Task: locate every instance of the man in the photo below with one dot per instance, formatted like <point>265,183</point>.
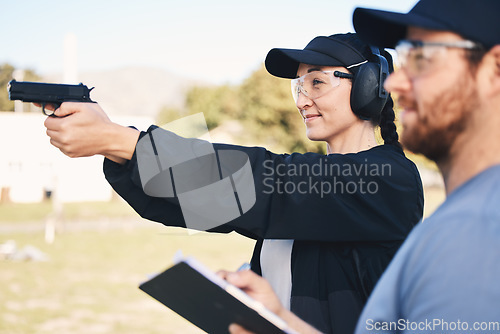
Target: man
<point>444,279</point>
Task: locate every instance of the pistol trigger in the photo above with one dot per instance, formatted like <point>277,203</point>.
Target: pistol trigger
<point>45,111</point>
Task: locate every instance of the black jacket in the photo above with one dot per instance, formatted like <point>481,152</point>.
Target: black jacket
<point>344,238</point>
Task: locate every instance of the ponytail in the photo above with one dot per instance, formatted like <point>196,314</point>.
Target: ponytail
<point>386,122</point>
<point>387,126</point>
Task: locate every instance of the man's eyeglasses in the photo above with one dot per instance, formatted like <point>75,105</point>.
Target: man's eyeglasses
<point>317,83</point>
<point>419,57</point>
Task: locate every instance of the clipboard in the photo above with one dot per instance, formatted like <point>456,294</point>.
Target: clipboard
<point>208,301</point>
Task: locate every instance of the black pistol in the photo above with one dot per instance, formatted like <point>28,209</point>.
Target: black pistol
<point>45,93</point>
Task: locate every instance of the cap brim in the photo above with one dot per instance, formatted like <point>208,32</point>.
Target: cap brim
<point>284,63</point>
<point>386,29</point>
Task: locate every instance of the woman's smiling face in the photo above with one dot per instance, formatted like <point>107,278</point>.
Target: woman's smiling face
<point>329,116</point>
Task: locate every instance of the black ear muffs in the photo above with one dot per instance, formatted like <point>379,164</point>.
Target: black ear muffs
<point>368,96</point>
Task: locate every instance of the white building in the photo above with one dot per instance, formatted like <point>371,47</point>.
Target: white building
<point>30,166</point>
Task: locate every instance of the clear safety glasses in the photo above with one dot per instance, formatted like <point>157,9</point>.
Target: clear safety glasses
<point>317,83</point>
<point>419,57</point>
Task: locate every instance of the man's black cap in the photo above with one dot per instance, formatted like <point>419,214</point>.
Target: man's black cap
<point>476,20</point>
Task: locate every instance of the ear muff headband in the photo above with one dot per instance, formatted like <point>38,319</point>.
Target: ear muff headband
<point>368,96</point>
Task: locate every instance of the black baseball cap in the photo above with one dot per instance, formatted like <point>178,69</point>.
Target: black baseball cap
<point>334,50</point>
<point>476,20</point>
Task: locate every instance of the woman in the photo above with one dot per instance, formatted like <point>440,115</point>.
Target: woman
<point>326,225</point>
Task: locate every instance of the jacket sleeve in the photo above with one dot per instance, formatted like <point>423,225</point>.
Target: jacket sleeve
<point>374,195</point>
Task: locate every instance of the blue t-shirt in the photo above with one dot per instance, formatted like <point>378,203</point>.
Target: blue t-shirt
<point>446,276</point>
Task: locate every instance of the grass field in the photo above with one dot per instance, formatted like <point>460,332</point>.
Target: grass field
<point>89,285</point>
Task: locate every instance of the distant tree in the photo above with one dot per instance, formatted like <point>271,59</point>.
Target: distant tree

- _TRY IT_: Report how many lines of the entries above contain the word "tree", giving the number by itself.

- _RESPONSE TO THE EXERCISE_: 2